Exercise aim :: Below are records; copy every line in them that holds the word "target".

----

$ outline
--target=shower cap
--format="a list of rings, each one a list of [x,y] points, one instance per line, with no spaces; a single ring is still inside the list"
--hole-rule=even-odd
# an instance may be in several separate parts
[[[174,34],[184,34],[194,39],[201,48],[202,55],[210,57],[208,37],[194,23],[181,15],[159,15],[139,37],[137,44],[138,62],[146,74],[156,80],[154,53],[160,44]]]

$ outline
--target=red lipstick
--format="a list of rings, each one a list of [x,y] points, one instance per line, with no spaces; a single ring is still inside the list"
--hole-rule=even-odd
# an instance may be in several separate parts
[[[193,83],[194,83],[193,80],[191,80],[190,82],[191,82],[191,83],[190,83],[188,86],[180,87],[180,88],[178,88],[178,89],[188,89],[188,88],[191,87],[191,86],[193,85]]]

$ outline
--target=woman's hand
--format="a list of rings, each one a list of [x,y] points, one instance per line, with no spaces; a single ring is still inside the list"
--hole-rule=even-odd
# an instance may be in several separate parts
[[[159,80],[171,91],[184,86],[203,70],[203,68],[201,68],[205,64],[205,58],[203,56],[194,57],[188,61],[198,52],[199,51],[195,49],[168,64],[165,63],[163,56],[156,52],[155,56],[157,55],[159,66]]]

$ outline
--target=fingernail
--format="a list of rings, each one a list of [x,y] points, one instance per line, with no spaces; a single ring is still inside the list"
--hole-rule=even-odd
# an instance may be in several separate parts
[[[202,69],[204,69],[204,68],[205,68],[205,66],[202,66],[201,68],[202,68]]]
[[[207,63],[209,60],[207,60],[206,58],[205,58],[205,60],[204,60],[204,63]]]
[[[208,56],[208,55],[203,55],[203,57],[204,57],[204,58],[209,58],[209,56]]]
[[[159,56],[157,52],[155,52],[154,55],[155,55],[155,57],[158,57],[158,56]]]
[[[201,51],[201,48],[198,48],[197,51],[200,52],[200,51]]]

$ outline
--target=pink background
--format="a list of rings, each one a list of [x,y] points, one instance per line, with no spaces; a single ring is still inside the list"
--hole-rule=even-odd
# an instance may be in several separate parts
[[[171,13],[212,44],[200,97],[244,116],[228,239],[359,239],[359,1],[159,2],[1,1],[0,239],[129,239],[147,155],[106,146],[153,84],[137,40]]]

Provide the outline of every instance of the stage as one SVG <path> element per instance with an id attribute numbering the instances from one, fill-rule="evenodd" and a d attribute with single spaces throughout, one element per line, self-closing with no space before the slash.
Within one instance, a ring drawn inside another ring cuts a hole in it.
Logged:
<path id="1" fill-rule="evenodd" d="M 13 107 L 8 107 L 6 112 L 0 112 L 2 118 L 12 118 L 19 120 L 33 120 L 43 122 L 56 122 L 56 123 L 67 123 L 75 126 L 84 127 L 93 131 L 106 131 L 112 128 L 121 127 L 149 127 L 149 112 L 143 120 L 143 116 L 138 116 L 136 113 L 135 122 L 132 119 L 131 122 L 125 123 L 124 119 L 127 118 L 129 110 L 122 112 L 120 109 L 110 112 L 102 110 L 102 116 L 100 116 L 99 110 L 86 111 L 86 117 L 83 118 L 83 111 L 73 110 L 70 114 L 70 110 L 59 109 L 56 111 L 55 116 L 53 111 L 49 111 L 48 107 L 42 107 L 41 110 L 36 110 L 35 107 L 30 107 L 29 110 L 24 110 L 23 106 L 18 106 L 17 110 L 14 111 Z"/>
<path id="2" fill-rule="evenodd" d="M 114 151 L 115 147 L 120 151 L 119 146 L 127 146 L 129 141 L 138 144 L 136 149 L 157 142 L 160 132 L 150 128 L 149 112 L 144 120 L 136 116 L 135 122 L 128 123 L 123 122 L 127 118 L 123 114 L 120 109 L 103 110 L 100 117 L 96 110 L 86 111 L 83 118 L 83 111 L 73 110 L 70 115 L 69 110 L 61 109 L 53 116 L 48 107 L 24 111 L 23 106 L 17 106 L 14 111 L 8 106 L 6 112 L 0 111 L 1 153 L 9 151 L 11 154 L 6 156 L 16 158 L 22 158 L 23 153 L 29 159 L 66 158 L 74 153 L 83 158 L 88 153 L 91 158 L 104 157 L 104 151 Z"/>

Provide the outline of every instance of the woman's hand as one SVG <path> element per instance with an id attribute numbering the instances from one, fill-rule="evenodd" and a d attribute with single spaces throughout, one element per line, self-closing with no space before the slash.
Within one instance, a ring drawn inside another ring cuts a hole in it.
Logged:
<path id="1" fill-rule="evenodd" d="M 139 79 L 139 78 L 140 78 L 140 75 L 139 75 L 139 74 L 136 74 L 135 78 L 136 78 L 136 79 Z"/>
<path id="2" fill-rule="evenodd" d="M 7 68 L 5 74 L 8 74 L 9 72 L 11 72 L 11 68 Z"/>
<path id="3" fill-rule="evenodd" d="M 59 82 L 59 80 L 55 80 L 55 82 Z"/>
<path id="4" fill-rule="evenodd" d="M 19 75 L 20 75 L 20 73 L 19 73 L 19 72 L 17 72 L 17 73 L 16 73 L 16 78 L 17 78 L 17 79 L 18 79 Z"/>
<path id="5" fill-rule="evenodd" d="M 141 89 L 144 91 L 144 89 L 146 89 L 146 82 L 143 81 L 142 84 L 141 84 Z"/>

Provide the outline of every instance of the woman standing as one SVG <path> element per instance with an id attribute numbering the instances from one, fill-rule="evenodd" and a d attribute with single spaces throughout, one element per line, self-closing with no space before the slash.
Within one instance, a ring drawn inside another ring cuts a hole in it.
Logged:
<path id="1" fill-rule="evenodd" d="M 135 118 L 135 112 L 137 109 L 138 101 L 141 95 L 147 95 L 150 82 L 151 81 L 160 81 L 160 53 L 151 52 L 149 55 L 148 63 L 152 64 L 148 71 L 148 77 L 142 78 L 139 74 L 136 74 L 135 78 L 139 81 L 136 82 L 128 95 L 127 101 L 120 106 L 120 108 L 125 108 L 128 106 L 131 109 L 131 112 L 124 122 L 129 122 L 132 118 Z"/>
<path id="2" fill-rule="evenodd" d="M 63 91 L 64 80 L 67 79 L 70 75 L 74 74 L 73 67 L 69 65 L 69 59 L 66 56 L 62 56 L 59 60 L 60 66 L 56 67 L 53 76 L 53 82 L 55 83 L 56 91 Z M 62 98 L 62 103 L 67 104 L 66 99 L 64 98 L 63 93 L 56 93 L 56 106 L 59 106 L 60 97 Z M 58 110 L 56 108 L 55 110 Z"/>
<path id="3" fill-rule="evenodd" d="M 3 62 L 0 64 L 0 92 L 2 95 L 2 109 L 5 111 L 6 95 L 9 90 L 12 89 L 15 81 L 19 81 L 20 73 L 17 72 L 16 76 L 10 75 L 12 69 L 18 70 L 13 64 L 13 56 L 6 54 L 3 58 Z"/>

----

Result for this exercise ::
--target=shower cap
--target=red lipstick
--target=woman's hand
--target=fingernail
--target=pink background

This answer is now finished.